Elaboration, structuration et réalisation des gestuelles de travail : les gestes dans l'assemblage automobile et dans le coffrage des ponts d'autoroute
Cette thèse a pour principal objectif de mettre en évidence l’organisation complexe des gestes de travail appris sur le tas, dans un contexte social tendant à dénier le rôle du travail manuel et à sous-estimer la complexité des gestes. Il s’agit de montrer que cette organisation est complexe parce qu’elle résulte d’une élaboration au fil des parcours de vie et des itinéraires professionnels parce qu’elle est structurée par des invariants opératoires propres aux gestes et enfin, parce qu’elle est mise en oeuvre dans des contextes de travail qui l’orientent.
Dans le prolongement d’une littérature scientifique issue de différentes disciplines telles que la physiologie, la neurophysiologie, la psychologie, l’ergonomie, comprendre et identifier la complexité des gestes apparaît légitime pour affiner la compréhension de leur construction. Pour cela, nous catégorisons cette complexité selon quatre caractéristiques du geste : il est composé, investi, situé et construit. Ces caractéristiques rendent compte des multiples dimensions du geste (psychologique, biomécanique, physiologique, organisationnelle...). Mais nous renouvelons ces approches en insistant sur la structuration des gestes pour compléter cette idée de complexité, et en proposant à cet effet un modèle centré sur le concept de «gestuelle ». Ces dernières représentent des ensembles structurés et préalablement constitués. Elles forment des sortes « d’armatures », relativement stables à court terme et utilisables dans différentes situations. Elles s’élaborent et se remanient sous l’effet de l’expérience. Nous considérons les «gestuelles » comme un registre de compétences spécifiques, c’est-à-dire propres à l’usage du corps, et intimement liées au pôle «soi « de l’activité professionnelle. Elles sont personnelles, notamment parce que les usages du corps sont individualisés.
========================
▶ _Consigne_:
Pouvez-vous recopier tel quel le passage du résumé sur les gestes de travail, de « Elaboration, structuration et » à « travail qui l’orientent. » ?
========================
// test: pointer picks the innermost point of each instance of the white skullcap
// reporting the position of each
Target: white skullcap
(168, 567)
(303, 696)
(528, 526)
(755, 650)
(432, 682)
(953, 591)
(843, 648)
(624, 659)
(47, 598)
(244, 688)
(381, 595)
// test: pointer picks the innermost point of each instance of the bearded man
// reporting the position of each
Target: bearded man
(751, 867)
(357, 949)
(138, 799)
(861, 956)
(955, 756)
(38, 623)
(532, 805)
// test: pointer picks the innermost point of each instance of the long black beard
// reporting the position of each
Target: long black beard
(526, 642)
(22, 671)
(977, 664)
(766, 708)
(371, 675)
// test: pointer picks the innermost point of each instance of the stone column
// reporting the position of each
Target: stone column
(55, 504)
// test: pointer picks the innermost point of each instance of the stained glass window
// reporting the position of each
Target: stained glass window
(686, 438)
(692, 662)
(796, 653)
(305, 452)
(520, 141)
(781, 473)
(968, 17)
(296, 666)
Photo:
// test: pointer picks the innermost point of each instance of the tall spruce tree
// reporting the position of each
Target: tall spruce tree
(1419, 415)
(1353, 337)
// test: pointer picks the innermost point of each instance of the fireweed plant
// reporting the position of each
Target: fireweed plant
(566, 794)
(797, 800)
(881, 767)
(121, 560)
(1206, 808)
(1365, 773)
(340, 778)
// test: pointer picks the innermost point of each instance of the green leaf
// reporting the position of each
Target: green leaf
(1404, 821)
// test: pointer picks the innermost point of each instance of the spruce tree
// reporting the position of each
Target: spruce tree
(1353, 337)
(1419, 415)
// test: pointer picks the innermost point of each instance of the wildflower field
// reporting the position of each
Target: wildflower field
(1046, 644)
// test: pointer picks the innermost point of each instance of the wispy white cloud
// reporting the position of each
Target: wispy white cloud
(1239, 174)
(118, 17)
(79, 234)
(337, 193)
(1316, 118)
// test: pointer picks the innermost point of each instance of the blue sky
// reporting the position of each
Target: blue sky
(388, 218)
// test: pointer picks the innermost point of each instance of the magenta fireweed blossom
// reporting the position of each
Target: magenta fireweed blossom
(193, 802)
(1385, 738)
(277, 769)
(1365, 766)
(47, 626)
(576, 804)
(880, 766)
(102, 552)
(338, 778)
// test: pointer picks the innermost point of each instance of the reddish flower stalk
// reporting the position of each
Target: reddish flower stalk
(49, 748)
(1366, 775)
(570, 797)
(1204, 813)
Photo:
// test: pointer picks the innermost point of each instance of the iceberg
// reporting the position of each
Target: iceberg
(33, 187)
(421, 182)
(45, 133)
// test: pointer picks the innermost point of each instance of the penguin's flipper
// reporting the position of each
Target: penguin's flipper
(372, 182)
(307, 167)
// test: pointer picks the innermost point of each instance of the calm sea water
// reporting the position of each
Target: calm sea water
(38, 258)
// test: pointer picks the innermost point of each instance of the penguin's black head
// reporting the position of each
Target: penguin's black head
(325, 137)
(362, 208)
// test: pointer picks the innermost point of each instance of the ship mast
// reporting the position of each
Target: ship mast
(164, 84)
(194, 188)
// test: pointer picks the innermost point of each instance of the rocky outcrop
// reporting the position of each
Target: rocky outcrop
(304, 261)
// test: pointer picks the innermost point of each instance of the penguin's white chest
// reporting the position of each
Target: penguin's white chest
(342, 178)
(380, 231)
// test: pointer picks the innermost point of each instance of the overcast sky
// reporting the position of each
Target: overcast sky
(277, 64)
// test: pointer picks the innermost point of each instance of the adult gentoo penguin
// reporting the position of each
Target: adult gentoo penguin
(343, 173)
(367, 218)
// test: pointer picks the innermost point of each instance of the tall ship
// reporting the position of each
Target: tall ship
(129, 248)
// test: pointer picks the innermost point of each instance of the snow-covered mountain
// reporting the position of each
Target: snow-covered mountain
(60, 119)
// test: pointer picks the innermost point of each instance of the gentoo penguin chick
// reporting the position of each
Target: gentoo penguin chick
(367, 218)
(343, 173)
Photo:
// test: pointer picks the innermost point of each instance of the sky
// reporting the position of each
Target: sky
========================
▶ _Corrigé_:
Elaboration, structuration et réalisation des gestuelles de travail : les gestes dans l'assemblage automobile et dans le coffrage des ponts d'autoroute
Cette thèse a pour principal objectif de mettre en évidence l’organisation complexe des gestes de travail appris sur le tas, dans un contexte social tendant à dénier le rôle du travail manuel et à sous-estimer la complexité des gestes. Il s’agit de montrer que cette organisation est complexe parce qu’elle résulte d’une élaboration au fil des parcours de vie et des itinéraires professionnels parce qu’elle est structurée par des invariants opératoires propres aux gestes et enfin, parce qu’elle est mise en oeuvre dans des contextes de travail qui l’orientent.